> [RECORD LIST]
>> Begin
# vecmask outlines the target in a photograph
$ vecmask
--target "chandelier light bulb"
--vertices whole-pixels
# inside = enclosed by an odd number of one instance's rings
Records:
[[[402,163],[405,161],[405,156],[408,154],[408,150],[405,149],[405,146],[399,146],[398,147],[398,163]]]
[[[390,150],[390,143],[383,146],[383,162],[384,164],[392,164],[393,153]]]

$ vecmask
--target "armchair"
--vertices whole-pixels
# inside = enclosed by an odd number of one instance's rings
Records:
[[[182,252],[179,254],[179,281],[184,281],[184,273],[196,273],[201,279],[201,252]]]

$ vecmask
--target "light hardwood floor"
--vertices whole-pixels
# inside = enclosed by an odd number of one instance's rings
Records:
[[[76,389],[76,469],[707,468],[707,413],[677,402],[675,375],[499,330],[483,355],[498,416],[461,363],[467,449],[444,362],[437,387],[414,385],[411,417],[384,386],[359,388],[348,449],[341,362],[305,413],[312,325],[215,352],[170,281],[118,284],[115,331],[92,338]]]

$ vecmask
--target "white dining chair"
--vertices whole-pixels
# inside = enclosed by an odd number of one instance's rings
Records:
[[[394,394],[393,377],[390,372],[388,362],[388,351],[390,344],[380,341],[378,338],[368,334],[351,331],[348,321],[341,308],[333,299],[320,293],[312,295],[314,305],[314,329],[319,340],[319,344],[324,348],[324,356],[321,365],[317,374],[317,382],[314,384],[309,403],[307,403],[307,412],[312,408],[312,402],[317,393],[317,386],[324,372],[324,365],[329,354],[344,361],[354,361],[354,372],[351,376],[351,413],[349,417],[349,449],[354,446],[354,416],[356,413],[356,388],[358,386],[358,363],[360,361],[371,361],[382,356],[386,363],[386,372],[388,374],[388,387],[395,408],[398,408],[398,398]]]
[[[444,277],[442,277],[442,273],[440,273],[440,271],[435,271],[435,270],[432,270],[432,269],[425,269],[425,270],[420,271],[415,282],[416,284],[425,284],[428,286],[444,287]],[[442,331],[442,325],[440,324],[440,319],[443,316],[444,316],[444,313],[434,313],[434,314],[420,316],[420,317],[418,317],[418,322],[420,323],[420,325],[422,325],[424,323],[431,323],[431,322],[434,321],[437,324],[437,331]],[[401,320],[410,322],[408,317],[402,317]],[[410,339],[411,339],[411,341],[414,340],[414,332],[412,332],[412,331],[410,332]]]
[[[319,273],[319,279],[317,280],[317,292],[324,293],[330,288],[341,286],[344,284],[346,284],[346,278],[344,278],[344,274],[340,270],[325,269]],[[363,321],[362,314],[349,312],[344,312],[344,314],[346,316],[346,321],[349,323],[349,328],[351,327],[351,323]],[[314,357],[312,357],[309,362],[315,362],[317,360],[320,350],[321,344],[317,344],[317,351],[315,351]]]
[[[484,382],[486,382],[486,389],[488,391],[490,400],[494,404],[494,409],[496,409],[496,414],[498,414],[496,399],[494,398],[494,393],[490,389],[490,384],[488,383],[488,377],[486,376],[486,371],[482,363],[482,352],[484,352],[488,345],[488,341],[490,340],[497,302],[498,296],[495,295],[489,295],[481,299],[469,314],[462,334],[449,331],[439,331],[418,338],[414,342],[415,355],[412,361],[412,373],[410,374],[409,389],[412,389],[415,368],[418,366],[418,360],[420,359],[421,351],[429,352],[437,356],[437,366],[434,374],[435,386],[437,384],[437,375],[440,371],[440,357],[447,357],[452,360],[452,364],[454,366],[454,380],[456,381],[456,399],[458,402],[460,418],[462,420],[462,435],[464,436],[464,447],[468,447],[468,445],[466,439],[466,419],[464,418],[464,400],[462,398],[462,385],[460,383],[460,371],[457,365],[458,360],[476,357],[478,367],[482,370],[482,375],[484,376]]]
>> End
> [WHAT IS REQUIRED] Report how many lines of the data above contain the word "light". Give only the number.

> [SOLUTION TO THE PROBLEM] 2